_Input for this task_
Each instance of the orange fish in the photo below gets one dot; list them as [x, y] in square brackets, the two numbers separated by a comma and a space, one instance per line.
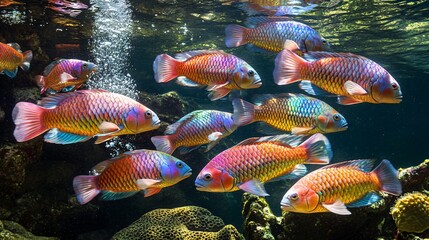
[80, 115]
[220, 71]
[337, 186]
[11, 57]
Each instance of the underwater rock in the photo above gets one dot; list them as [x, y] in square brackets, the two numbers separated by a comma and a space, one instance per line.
[190, 222]
[411, 212]
[13, 231]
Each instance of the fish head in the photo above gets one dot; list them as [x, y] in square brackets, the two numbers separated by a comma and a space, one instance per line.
[300, 198]
[245, 77]
[315, 42]
[141, 119]
[213, 179]
[386, 90]
[331, 121]
[174, 170]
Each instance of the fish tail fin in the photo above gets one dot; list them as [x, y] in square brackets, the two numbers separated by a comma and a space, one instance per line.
[85, 187]
[318, 149]
[244, 112]
[235, 35]
[163, 143]
[28, 118]
[164, 68]
[287, 67]
[388, 177]
[25, 65]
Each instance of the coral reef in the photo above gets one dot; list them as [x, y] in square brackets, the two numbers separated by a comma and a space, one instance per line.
[13, 231]
[191, 222]
[411, 212]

_Written task_
Reproduce all the items above with every "instance" swapped for "occurrence" and nothing else altered. Omit the pictures.

_Final result_
Each occurrence of the orange fish in the photo below gets one dot; list them as [x, y] in square brackets, the two numbers separated by a comma and a space, one occurrence per line.
[80, 115]
[220, 71]
[337, 186]
[11, 57]
Each occurrence of the underwater rock in the photo above gets one dot; list them as [x, y] in square brackets, the two numbers separated by a comma and a space, one occurrence per line.
[190, 222]
[411, 212]
[13, 231]
Each occurrence of the fish head in the photo above gets one dot; list them as [x, y] in square brackets, the two numbers separated by a comma and a space, one occurrence per line.
[300, 198]
[245, 77]
[315, 42]
[141, 119]
[213, 179]
[386, 90]
[331, 121]
[174, 170]
Each occurrence of the fish tail fin in the photo above gets one dot; list them as [x, y] in square brackets, the two numbers separated by a comma and a space, one occurrence per line.
[85, 187]
[318, 149]
[244, 112]
[235, 35]
[163, 143]
[28, 118]
[164, 68]
[287, 67]
[388, 177]
[25, 65]
Each occurrence of the coral reef in the photo above gets one dot; list them as [x, y] in square brackets, the two numbers separated by a comma and a space, one occurrence per line.
[13, 231]
[191, 222]
[411, 212]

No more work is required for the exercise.